In general, in order for the enlarged image or the diffraction pattern (both the enlarged image and the diffraction pattern will hereinafter be generically referred to as the electron beam image) to be viewed, photographic film has heretofore been disposed at the plane, on which the projection lens forms the image, in order to expose the photographic film to the electron beam image. Alternatively, an image intensifier has heretofore been used in order to intensify and project the electron beam image. As another alternative, a fluorescent screen has heretofore been used in order to convert the electron beam image into a visible image. The visible image is recorded with a television camera. However, the method wherein photographic film is used has a drawback in that the sensitivity of the photographic film with respect to the electron beam is low and the development process is therefore difficult. The method wherein the image intensifier or the television camera is used is also disadvantageous in that image sharpness is low and the image is readily distorted.
Also, the electron beam image is often subjected to image processing such as gradation processing; frequency response enhancement processing; density processing; subtraction processing or addition processing; reconstruction of a three-dimensional image by Fourier analysis; image analysis for image conversion into a binary image or for grain size measurement; or diffraction pattern processing for analyzing crystals or for measurement of the grating constant, transition and grating defects. In such cases, a microscope image recorded on photographic film has heretofore been detected with a microphotometer and converted into an electric signal, which is then subjected to A/D conversion or the like and processed with a computer. Performing such operations is very troublesome.

______________________________

→ PROBLEMS AND TASKS:
1) In the passage on recording electron beam images, what drawback of the photographic film method is given?
2) Pick up the passage on recording electron beam images after its final sentence and continue writing it.

Extracted records
______________________________

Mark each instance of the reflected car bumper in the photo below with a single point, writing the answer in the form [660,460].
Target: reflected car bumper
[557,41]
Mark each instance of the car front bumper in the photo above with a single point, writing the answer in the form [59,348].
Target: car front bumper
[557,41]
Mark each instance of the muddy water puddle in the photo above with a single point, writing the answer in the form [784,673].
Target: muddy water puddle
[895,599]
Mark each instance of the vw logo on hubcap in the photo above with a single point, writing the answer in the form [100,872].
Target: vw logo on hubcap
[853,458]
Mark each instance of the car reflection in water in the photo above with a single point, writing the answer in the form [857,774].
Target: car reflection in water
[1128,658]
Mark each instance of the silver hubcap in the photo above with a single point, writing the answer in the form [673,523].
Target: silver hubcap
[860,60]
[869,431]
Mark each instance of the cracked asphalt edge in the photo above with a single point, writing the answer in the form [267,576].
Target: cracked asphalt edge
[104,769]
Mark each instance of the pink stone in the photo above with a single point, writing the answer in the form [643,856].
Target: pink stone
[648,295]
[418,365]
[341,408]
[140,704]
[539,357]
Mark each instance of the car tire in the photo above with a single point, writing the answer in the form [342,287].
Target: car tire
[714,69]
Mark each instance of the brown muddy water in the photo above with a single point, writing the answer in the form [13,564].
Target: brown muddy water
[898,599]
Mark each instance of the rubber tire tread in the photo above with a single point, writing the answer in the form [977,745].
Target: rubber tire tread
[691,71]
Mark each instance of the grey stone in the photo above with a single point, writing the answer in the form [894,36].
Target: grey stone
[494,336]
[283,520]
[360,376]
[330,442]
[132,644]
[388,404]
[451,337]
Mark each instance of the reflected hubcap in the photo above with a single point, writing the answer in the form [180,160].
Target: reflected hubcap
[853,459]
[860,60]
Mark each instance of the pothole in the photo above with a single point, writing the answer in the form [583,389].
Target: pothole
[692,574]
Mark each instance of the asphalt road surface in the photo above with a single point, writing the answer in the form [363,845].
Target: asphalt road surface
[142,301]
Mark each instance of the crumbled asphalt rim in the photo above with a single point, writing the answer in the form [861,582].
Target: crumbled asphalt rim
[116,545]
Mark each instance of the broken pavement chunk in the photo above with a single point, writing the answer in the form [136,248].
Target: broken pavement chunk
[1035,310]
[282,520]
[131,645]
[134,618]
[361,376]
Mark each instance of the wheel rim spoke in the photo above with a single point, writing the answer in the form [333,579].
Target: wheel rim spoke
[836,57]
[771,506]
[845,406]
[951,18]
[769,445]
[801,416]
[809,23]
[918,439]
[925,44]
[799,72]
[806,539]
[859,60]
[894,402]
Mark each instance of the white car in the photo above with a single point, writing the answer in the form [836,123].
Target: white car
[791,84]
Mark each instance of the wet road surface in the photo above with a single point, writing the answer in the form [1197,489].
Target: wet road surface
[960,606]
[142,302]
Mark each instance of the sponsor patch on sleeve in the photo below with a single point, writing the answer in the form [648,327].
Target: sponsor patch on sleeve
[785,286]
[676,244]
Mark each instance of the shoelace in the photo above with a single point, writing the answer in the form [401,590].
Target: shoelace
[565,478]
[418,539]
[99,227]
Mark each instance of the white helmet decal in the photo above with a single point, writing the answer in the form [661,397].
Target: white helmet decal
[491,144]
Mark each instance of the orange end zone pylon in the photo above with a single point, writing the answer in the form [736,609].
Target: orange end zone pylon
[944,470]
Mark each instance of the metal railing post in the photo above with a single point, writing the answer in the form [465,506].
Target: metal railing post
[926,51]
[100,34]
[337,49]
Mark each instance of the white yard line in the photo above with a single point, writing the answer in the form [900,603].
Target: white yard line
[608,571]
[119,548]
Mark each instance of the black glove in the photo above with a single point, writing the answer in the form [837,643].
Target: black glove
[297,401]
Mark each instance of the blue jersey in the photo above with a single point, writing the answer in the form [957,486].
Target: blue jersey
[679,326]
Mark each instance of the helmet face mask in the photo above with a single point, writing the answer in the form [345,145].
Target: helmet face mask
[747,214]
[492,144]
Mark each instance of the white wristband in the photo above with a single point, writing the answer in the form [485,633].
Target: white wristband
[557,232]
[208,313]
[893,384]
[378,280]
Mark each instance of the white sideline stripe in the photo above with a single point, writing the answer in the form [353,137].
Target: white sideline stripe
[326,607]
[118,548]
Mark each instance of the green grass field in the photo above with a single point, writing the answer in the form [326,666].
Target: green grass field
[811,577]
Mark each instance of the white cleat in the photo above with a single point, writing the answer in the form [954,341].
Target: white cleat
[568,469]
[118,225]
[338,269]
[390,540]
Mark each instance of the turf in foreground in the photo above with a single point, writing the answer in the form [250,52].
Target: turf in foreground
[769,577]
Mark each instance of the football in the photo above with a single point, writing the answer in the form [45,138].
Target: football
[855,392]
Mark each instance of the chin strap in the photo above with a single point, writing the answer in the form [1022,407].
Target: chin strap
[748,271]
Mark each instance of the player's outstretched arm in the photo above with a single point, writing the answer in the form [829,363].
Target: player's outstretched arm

______________________________

→ ANSWERS:
1) The film has low sensitivity to the electron beam, which makes the development process difficult.

2)
In view of the above circumstances, the applicant proposed in U.S. Pat. No. 4,651,220 and U.S. patent application Ser. No. 251,982 a novel method for recording and reproducing an electron microscope image wherein the electron microscope image is recorded and reproduced with a high sensitivity and with good image quality, and wherein an electric signal representing the electron microscope image is directly obtained so that various kinds of processing are facilitated. Basically, the proposed method for recording and reproducing an electron microscope image comprises the steps of (i) exposing a two-dimensional sensor, such as a stimulable phosphor sheet, which is capable of storing energy from an electron beam thereon, to an electron beam which has passed through a sample in a vacuum in order to store the energy from the electron beam on the two-dimensional sensor, (ii) thereafter exposing the two-dimensional sensor to light or heat in order to release the stored energy in the form of emitted light, (iii) photoelectrically detecting the emitted light in order to obtain an image signal, and (iv) using the image signal in order to reproduce an electron beam image of the sample.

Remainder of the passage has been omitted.